### EXERCISE TASK A
Display each line of the entries below that contains the word "wall". Matching is case-sensitive.
━━━━━━━━━━━━━━━━━━━━━━━━━━━━━━
Four Camden landlords issued with five year banning order
Camden Council has successfully secured banning orders against four private landlords after they were found to be letting an unlicensed and unsafe home in Kilburn.
The number of landlord banning orders secured by Camden now stands at seven – the most secured by any local authority in England.
One of the four recent banning orders is against Mohammed Ali Abbas Rasool, 30, of Manor House Drive NW6.
Last year Camden Council worked in partnership with the Met Police to secure an anti-social behaviour injunction against Mr Rasool after he repeatedly attempted to illegally evict and harass tenants at a property he owns in Kilburn (read here).
The injunction was the first to be secured by a local authority against a landlord to protect private tenants from illegal eviction and harassment.
All four of these latest banning orders were given by first tier tribunal decision on 17 January 2022 (read here).
The other banning orders were given against:
- Daya Ahmed Dayaaldeen, 64, of Upper Grosvenor Street W1K
- Henna Mohamed Rashid, 65, of Duke Street W1K
- Talal Faliez Fahad Sagor Alenezi, 82, of Picton Place W1U
The orders take effect in six months time and will ban each of them from letting property, engaging in letting agency work, and engaging in property management work in England for five years.
━━━━━━━━━━━━━━━━━━━━━━━━━━━━━━
### EXERCISE TASK B
Answer these questions about the banning-order article above, putting each answer on its own line with the same marker:
(i) How many landlord banning orders has Camden now secured in total?
(ii) On what date did the first tier tribunal give the four latest banning orders?
(iii) For how many years will the orders ban each landlord from letting property in England?

Labeled point records:
━━━━━━━━━━━━━━━━━━━━━━━━━━━━━━
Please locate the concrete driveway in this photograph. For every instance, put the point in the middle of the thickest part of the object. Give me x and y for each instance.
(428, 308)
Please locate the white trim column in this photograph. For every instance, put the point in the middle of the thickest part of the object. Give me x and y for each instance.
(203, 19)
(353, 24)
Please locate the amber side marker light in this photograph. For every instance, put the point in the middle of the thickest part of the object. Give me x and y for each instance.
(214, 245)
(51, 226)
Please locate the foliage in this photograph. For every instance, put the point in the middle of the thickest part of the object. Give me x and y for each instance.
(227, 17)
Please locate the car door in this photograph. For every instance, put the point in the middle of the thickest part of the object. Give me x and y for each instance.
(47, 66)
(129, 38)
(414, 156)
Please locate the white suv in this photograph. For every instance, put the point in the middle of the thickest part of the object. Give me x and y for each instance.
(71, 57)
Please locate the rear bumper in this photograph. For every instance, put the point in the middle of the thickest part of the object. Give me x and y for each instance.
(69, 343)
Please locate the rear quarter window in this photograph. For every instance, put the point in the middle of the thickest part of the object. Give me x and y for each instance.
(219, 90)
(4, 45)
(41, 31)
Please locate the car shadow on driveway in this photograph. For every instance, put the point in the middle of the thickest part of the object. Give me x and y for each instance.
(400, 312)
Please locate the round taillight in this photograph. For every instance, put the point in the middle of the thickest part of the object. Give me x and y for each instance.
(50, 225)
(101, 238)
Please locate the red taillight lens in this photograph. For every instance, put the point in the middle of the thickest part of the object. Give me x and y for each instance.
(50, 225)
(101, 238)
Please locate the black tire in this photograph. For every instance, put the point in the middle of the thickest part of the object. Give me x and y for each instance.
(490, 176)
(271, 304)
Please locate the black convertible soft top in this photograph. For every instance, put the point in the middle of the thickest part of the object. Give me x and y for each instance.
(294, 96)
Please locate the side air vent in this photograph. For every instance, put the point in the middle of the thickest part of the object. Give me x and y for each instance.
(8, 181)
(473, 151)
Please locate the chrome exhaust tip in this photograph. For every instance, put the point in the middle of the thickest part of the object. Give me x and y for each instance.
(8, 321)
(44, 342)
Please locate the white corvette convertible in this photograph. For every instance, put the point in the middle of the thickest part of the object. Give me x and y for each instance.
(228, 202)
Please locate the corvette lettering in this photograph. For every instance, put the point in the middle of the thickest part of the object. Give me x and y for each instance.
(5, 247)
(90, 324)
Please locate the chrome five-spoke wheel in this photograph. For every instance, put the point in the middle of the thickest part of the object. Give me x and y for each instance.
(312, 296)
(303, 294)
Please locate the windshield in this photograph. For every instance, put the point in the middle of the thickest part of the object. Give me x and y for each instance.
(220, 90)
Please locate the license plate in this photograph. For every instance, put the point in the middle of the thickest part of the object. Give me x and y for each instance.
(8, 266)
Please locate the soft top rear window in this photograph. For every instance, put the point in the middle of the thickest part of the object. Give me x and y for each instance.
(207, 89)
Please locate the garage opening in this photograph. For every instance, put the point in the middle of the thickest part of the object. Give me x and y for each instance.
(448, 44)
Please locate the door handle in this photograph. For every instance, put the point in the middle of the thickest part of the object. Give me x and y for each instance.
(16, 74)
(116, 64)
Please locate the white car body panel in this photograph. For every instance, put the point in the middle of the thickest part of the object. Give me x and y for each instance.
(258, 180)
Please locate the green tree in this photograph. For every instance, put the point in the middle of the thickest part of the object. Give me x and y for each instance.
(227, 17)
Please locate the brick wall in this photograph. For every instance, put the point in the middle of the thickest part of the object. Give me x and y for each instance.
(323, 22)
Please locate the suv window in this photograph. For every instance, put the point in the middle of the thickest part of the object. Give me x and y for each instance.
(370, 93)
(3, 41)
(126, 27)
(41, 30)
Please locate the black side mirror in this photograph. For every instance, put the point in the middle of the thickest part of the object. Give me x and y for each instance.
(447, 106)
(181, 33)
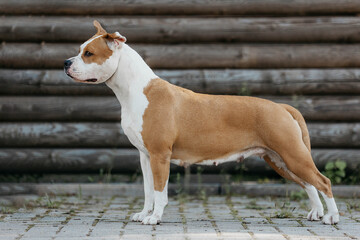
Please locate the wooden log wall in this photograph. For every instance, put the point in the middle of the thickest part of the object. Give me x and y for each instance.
(304, 53)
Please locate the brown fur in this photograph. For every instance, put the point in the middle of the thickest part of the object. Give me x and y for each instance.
(99, 49)
(181, 124)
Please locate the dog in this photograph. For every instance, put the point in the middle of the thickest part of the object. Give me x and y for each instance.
(167, 123)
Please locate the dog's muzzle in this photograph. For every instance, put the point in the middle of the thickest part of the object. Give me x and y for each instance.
(67, 65)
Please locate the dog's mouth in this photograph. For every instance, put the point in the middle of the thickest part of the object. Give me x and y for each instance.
(91, 80)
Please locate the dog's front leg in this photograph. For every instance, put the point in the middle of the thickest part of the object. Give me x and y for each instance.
(148, 189)
(160, 166)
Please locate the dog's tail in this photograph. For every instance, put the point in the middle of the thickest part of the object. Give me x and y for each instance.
(301, 121)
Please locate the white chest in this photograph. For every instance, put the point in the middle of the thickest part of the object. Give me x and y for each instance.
(132, 126)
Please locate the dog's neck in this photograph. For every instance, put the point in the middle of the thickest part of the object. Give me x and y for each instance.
(130, 78)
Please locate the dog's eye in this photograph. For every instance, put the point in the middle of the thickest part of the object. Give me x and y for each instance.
(88, 54)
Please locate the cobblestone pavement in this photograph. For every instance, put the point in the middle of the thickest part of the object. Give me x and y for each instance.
(76, 217)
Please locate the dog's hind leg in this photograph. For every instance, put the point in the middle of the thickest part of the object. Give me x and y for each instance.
(148, 188)
(317, 210)
(160, 166)
(299, 161)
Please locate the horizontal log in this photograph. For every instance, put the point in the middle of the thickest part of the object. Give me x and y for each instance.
(184, 30)
(25, 160)
(166, 7)
(314, 108)
(30, 55)
(229, 81)
(100, 135)
(63, 135)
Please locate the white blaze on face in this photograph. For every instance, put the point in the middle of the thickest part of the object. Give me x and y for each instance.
(100, 66)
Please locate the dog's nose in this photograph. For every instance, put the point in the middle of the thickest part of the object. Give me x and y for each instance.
(67, 64)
━━━━━━━━━━━━━━━━━━━━━━━━━━━━━━
### EXPECTED OUTPUT A
Please locate the brick wall in this photograph. For every instance, put the point in the middle of the thickest part of the object. Give me x and y for each instance.
Please locate the wooden log wall in this photograph. For every instance, put the point in the middle of the thickest part of the object. Give me x and y for each instance.

### EXPECTED OUTPUT B
(i) Seven
(ii) 17 January 2022
(iii) Five years